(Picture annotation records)

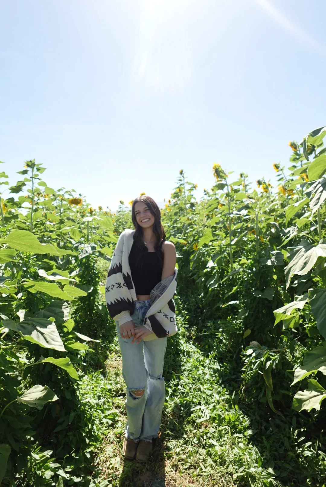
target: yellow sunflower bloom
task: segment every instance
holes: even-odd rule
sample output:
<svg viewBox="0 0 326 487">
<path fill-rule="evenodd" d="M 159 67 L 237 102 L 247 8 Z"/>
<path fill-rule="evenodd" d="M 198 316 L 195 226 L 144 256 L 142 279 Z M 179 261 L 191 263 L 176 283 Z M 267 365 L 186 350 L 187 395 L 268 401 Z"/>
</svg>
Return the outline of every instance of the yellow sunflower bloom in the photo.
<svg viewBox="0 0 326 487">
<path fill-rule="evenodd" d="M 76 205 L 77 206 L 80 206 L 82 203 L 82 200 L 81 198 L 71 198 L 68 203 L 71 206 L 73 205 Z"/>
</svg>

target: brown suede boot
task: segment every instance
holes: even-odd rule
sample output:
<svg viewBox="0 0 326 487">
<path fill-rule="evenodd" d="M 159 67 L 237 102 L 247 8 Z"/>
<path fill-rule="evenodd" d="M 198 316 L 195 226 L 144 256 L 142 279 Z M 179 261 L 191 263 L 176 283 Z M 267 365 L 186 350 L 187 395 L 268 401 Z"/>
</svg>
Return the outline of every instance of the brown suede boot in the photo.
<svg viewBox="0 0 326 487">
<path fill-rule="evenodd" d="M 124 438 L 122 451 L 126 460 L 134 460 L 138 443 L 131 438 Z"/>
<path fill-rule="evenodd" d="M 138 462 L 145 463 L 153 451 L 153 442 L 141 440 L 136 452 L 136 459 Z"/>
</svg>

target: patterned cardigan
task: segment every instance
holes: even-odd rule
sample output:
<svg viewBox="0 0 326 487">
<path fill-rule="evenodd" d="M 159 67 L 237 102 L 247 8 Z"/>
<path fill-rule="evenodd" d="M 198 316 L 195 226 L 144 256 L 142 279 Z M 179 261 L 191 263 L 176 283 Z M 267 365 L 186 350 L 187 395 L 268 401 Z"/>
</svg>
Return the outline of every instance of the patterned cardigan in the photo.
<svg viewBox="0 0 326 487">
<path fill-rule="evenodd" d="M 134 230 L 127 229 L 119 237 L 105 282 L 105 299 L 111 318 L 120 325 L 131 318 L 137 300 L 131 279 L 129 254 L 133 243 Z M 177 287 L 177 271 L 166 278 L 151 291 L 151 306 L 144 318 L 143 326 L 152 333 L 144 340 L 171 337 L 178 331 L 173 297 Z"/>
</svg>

* TO DO: Extract each line above that contains the string "brown". Case counts.

* OUTPUT BELOW:
target: brown suede boot
Return the outline of every instance of the brown suede boot in the photo.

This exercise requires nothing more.